• **AVAILABLE RECORDS**:
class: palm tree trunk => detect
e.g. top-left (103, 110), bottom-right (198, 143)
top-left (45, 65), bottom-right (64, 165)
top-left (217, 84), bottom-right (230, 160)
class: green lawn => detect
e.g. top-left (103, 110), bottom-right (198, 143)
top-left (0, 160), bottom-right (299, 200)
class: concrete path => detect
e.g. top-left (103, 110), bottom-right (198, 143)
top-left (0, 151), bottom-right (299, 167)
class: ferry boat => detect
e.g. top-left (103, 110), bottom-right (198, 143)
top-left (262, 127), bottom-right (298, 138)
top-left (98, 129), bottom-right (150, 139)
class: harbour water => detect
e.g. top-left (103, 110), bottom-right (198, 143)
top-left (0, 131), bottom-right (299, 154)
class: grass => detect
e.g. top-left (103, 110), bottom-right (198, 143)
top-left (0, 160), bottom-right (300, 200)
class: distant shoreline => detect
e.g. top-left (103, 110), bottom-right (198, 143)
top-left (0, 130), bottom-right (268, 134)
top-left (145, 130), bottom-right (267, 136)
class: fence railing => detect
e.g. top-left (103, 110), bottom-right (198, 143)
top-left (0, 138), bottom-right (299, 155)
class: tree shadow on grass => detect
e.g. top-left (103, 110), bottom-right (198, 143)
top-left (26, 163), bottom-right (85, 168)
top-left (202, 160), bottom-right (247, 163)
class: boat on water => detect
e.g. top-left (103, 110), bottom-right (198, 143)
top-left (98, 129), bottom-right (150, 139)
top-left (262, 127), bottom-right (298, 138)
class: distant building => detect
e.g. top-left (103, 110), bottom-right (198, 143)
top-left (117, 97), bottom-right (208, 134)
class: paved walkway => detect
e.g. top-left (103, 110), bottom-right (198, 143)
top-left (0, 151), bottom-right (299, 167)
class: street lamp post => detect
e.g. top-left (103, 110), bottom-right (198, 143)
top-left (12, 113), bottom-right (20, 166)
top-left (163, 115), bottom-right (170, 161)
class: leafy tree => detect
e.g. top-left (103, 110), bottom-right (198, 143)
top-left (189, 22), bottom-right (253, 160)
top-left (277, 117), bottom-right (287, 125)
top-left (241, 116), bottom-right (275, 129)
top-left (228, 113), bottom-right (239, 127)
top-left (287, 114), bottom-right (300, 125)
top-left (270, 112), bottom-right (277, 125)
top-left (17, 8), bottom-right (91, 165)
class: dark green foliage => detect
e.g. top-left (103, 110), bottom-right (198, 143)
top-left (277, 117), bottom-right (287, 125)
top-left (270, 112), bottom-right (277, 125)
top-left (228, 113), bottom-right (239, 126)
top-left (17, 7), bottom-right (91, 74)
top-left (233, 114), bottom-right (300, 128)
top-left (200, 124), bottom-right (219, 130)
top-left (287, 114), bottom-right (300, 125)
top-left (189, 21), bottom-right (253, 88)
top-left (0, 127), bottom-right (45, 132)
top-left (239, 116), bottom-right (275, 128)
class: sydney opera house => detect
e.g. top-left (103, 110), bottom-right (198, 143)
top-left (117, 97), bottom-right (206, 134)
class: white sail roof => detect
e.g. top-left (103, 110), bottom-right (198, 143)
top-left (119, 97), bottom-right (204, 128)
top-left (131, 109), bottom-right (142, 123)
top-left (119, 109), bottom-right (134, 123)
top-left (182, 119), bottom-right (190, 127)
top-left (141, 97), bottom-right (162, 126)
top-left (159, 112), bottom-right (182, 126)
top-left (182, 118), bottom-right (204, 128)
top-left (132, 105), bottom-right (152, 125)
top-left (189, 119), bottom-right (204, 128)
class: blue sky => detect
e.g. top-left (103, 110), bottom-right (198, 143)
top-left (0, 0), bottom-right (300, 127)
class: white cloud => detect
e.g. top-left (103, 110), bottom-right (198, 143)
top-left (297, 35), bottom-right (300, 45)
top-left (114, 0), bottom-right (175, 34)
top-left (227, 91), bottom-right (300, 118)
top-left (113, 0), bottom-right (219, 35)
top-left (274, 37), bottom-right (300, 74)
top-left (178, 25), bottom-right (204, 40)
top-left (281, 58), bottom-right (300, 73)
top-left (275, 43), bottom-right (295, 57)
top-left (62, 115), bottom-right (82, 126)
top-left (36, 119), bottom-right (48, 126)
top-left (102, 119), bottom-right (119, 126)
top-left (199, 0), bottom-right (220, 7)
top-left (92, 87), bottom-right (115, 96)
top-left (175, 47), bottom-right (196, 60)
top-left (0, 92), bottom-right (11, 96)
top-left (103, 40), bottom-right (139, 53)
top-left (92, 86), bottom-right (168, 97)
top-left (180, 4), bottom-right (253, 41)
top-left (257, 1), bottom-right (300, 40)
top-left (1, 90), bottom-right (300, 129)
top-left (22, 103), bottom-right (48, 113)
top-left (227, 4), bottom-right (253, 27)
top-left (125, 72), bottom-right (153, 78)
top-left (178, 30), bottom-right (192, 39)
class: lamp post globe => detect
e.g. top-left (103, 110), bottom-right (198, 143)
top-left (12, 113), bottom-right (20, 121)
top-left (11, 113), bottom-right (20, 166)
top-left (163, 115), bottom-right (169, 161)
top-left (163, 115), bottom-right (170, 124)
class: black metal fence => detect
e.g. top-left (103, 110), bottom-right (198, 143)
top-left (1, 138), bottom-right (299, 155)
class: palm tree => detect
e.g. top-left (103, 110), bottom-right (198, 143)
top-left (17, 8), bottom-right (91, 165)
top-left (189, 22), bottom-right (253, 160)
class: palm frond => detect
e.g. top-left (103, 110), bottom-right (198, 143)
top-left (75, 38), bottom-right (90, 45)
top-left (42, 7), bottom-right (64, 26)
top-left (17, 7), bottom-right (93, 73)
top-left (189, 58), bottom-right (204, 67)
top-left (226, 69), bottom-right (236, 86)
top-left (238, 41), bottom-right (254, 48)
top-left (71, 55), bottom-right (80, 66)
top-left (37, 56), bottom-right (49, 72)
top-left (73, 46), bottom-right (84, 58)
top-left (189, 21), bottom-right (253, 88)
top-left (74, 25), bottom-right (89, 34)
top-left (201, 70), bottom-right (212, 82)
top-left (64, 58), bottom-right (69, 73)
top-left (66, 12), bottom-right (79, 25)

• **TASK DESCRIPTION**: From the data above, copy each line that holds "water".

• **SOLUTION TO THIS PROBLEM**:
class: harbour water => detect
class: boat on water => detect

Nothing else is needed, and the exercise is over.